■ LISTING:
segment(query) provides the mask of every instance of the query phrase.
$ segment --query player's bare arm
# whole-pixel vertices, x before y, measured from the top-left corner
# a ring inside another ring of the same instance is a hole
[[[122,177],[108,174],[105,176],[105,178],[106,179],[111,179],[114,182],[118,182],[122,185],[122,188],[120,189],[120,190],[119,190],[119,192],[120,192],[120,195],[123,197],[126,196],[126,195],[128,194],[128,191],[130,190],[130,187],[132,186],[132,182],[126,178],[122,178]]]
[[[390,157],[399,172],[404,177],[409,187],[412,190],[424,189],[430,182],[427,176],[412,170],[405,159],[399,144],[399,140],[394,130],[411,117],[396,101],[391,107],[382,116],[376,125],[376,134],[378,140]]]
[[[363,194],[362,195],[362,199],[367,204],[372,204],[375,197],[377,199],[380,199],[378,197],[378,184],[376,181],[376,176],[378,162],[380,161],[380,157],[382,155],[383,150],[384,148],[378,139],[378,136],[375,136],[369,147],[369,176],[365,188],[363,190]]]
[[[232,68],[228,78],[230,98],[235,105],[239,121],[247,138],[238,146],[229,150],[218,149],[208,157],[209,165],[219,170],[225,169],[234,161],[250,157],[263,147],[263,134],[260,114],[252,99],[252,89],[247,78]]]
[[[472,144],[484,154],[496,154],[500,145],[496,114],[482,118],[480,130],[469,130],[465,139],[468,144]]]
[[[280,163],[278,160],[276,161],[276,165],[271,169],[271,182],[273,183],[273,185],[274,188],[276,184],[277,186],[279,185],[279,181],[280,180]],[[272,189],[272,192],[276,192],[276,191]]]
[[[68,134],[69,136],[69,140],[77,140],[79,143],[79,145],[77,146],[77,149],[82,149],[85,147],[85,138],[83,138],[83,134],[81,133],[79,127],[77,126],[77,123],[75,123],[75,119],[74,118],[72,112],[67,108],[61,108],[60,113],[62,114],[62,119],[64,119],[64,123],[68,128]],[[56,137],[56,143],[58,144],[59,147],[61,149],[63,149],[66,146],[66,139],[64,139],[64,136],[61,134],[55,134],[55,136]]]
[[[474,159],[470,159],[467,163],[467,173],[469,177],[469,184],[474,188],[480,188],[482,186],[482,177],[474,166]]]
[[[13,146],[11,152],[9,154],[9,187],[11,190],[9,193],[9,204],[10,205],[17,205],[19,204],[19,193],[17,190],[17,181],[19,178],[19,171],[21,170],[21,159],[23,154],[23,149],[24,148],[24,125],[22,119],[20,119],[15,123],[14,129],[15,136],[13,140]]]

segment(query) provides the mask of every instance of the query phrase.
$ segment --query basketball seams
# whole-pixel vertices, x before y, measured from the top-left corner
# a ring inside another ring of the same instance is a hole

■ WHAT YOU HAVE TO DO:
Repeat the entries exactly, all of them.

■ IN RESPONSE:
segment(query) provides the mask of every instance of the query phrase.
$ segment --query player's bare arm
# whole-pixel vertices, x before y, measured from the top-left corner
# a ring inside another ring of the same instance is a hole
[[[122,177],[108,174],[105,176],[105,178],[106,179],[111,179],[114,182],[118,182],[122,185],[122,188],[120,189],[120,190],[119,190],[119,192],[120,192],[120,195],[123,197],[126,196],[126,195],[128,194],[128,191],[130,190],[130,187],[132,186],[132,182],[126,178],[122,178]]]
[[[390,157],[399,172],[404,177],[409,187],[412,190],[424,189],[430,182],[427,176],[412,170],[405,159],[399,144],[399,140],[394,130],[411,117],[396,101],[391,107],[382,116],[376,125],[376,134],[378,140]]]
[[[363,194],[362,195],[362,199],[367,204],[372,204],[375,197],[377,199],[380,199],[378,197],[378,184],[376,181],[376,176],[378,162],[380,161],[380,157],[382,155],[383,150],[384,148],[378,139],[378,136],[375,136],[369,147],[369,176],[365,188],[363,190]]]
[[[232,68],[228,78],[230,98],[235,105],[239,121],[247,138],[238,146],[229,150],[218,149],[208,157],[209,165],[219,170],[225,169],[234,161],[250,157],[263,147],[263,134],[260,114],[252,99],[252,89],[247,78]]]
[[[472,144],[484,154],[496,154],[500,145],[496,114],[482,118],[480,130],[469,130],[465,139],[468,144]]]
[[[280,163],[278,160],[276,161],[276,165],[271,169],[271,182],[273,183],[273,185],[274,188],[276,184],[277,186],[279,185],[279,181],[280,180]],[[272,189],[272,192],[276,192],[276,191]]]
[[[68,134],[69,136],[69,140],[77,140],[79,143],[79,145],[77,146],[77,149],[82,149],[85,147],[85,138],[83,138],[83,134],[81,133],[79,127],[77,126],[77,123],[75,123],[75,119],[74,118],[72,112],[67,108],[61,108],[60,113],[62,114],[62,119],[64,119],[64,123],[68,128]],[[56,137],[56,143],[58,144],[59,147],[61,149],[63,149],[66,146],[66,139],[64,139],[64,136],[61,134],[55,134],[55,136]]]
[[[474,159],[470,159],[467,163],[467,173],[469,177],[469,184],[474,188],[480,188],[482,186],[482,177],[474,166]]]
[[[13,146],[11,152],[9,154],[9,187],[11,190],[9,193],[9,204],[10,205],[17,205],[19,204],[19,193],[17,190],[17,181],[19,178],[19,171],[21,170],[21,159],[23,154],[23,149],[24,148],[24,125],[22,119],[20,119],[15,123],[14,129],[15,136],[13,140]]]

segment(query) provides the mask of every instance of the query phrase.
$ segment --query basketball seams
# whole-pixel vertices, x before y, measured from the top-left corner
# a ring inside another ring of the same instance is a hole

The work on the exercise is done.